§ Task brief
From the first line to the last, output the entries exactly.

[Point-per-instance localization data]

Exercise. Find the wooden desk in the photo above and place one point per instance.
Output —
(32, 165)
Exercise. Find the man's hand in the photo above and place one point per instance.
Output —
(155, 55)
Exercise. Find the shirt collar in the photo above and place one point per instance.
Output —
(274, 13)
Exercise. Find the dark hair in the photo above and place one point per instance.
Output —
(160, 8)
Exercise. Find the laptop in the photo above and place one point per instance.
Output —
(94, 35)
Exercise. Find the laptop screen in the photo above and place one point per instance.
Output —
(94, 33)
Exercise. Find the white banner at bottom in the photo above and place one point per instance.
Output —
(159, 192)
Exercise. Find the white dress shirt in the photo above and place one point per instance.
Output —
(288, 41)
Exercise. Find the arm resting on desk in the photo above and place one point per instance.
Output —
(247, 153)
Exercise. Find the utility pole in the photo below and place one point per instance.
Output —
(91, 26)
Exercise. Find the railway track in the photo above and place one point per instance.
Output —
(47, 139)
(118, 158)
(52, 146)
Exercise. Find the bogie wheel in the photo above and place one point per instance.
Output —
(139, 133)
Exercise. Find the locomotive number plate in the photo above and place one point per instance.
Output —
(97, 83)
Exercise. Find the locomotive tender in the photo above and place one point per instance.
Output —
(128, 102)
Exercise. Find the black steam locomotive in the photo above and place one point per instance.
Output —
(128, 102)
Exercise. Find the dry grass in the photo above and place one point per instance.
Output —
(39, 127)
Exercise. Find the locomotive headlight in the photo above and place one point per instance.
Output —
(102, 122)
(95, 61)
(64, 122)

§ Answer
Exercise. Find the wooden desk in the photo above and place one point per instance.
Output —
(32, 165)
Exercise. Find the man's hand in the photo above and place one point per instance.
Output —
(155, 55)
Exercise. Find the shirt collar in the photo above and place one point per instance.
Output —
(274, 13)
Exercise. Find the dark hair in the photo above and place one point per instance.
Output —
(160, 8)
Exercise. Find the laptop in the photo above and place one point per instance.
Output —
(94, 35)
Exercise. Find the laptop screen in the photo above and place one point per instance.
Output —
(94, 33)
Exercise. Find the white banner at bottom in the photo above and place one point per instance.
Output —
(159, 192)
Exercise. Find the white dress shirt in the photo above and place one point per instance.
Output —
(288, 41)
Exercise. Find the arm resting on desk in the photo above and place one point per instance.
Output —
(247, 153)
Exercise. Find the utility pole in the photo below and place one point per instance.
Output —
(91, 26)
Exercise. Find the railway track in the photo above and place one point per instance.
Output —
(47, 139)
(118, 158)
(52, 146)
Exercise. Find the bogie wheel in the photo above and place one point per instance.
Output —
(139, 133)
Exercise. Find the locomotive number plate in the photo above and place one point per instance.
Output —
(97, 83)
Exercise. Find the locomotive tender in the photo above and place one point per instance.
Output —
(128, 102)
Exercise. Find the black steam locomotive in the photo above and place one point per instance.
Output —
(128, 102)
Exercise. Find the dry grass in the photo above and place one point per instance.
Output —
(39, 127)
Exercise. Find the locomotive headlight in the photo above and place one point per instance.
Output —
(102, 122)
(95, 61)
(64, 122)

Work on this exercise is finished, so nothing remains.